→ **Extracto del texto**:
- - -

7 feb 2017

Caminantes desconocidos



Cada noche salgo de mi empleo camino a casa, recorriendo tres kilómetros y medio de concreto a pie. A pesar de vivir y trabajar en el centro de esta enorme ciudad, donde todos somos siempre desconocidos, inconscientemente entablamos familiaridad con las baldosas de la calle, con sus marcas y agujeros característicos. Como si estos fueran aspectos determinantes que le dan una personalidad específica y diversa a cada una.

Nos familiarizamos con los postes de luz, negocios, arquitectura y colores de los edificios. Y hasta podríamos, a riesgo de ser catalogados como dementes, mantener una conversación sobre el porqué una calle tiene poca luz y la siguiente está totalmente iluminada.

En cuanto a las personas, me topo con uno que otro encargado de negocio o vagabundo sentado en alguna escalinata y con quienes jamás nos cruzamos la mirada. El resto está durmiendo sobre algunos cartones o debajo de ellos.

Cada noche el mismo recorrido, el mismo paisaje. El resto son personas que siempre veo pasar por primera vez. Más familiaridad me generan las baldosas.

En la parte central de este camino hay un trecho de unas 8 calles que las llamo la zona oscura. Antes de empezar el trayecto por dicha zona, me quito el reloj y cualquier accesorio que pudiera llamar la atención. Acelero el paso y, cada tanto, miro sobre mis hombros. Casi no hay gente, las bolsas y papeles vuelan, alguno hay que esquivar, hay cierto hedor en el ambiente, y si llueve debo sortear con mucho cuidado las baldosas sueltas. Aunque a estas alturas ya las conozco bien.

Desde algún agujero sale una voz que dice una palabra o frase soez. Acelero el paso más aún y agudizo mi atención. Me repito mentalmente “falta poco, falta poco…”

Cada noche lo mismo, hasta que ocurre algo que lo cambia todo. No sé cuántas veces nos habremos cruzado o si talvez fue reciente cuando lo noté.

Camino en sentido contrario viene este hombre. Alto, delgado, con el cabello corto, clásico. La calle es muy oscura pero creo que es castaño, de rostro agradable. Lamentablemente con esa barba hipster que me desagrada tanto. Vestido con pantalón, saco y camisa en las noches aún frescas y solo camisa en las primeras noches del verano. Una mochila negra al hombro y auriculares.

- - -

→ **Resuelve lo siguiente**:
(a) Según el texto sobre los caminantes desconocidos, ¿cuántas calles abarca aproximadamente el trecho que quien narra llama la zona oscura?
(b) Transcribe del texto sobre los caminantes desconocidos el fragmento que empieza con "En la parte" y sigue hasta "las conozco bien.".

- - -

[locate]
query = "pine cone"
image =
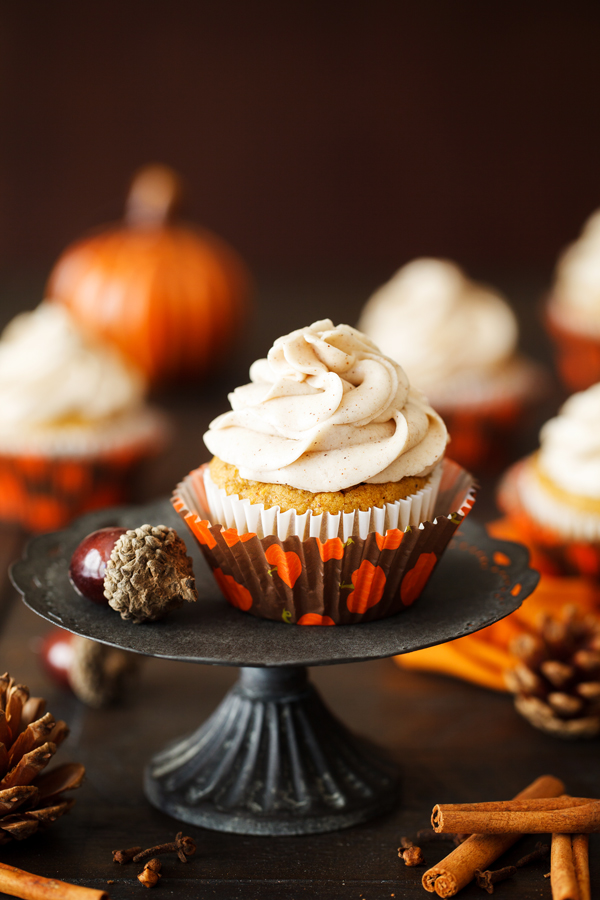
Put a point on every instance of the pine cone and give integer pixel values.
(98, 673)
(149, 573)
(557, 681)
(28, 741)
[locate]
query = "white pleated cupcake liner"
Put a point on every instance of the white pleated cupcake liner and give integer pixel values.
(233, 512)
(521, 381)
(551, 512)
(315, 580)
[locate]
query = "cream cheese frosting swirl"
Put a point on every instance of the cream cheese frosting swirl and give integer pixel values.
(576, 292)
(439, 323)
(570, 445)
(325, 411)
(52, 373)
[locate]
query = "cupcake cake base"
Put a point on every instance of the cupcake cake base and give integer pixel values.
(325, 571)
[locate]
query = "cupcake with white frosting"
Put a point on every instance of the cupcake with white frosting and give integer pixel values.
(457, 340)
(73, 421)
(328, 500)
(553, 496)
(573, 309)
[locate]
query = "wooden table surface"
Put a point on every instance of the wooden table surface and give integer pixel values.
(454, 742)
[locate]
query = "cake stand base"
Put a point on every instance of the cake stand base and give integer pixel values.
(272, 760)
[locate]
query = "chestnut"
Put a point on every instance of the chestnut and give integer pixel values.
(88, 563)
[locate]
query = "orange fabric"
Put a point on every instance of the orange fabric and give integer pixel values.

- - -

→ **Respuestas por tarea**:
(a) Unas 8 calles.

(b)
En la parte central de este camino hay un trecho de unas 8 calles que las llamo la zona oscura. Antes de empezar el trayecto por dicha zona, me quito el reloj y cualquier accesorio que pudiera llamar la atención. Acelero el paso y, cada tanto, miro sobre mis hombros. Casi no hay gente, las bolsas y papeles vuelan, alguno hay que esquivar, hay cierto hedor en el ambiente, y si llueve debo sortear con mucho cuidado las baldosas sueltas. Aunque a estas alturas ya las conozco bien.